_TASK TO COMPLETE_: Reproduce every line of the material below character for character, with nothing added, dropped, or altered.

<<<<

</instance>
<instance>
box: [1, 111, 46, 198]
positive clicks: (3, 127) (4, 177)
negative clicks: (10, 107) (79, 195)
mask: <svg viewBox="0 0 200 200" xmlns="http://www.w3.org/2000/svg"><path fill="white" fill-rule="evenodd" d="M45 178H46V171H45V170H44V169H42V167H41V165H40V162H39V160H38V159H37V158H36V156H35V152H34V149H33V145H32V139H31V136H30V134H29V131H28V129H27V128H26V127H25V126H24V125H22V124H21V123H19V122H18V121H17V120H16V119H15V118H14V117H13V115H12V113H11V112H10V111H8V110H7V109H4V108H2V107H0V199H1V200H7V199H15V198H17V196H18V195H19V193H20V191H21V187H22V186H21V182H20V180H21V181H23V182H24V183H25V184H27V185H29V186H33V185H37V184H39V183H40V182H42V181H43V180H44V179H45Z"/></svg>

>>>>

_YOUR RESPONSE_:
</instance>
<instance>
box: [1, 111, 46, 198]
positive clicks: (3, 127) (4, 177)
negative clicks: (10, 107) (79, 195)
mask: <svg viewBox="0 0 200 200" xmlns="http://www.w3.org/2000/svg"><path fill="white" fill-rule="evenodd" d="M45 178H46V171H45V170H44V169H42V167H41V165H40V162H39V160H38V159H37V158H36V156H35V152H34V149H33V145H32V139H31V136H30V134H29V131H28V129H27V128H26V127H25V126H24V125H22V124H21V123H19V122H18V121H17V120H16V119H15V118H14V117H13V115H12V113H11V112H10V111H8V110H7V109H4V108H2V107H0V199H1V200H7V199H15V198H17V196H18V195H19V193H20V191H21V187H22V186H21V182H20V180H21V181H23V182H24V183H25V184H27V185H29V186H33V185H37V184H39V183H40V182H42V181H43V180H44V179H45Z"/></svg>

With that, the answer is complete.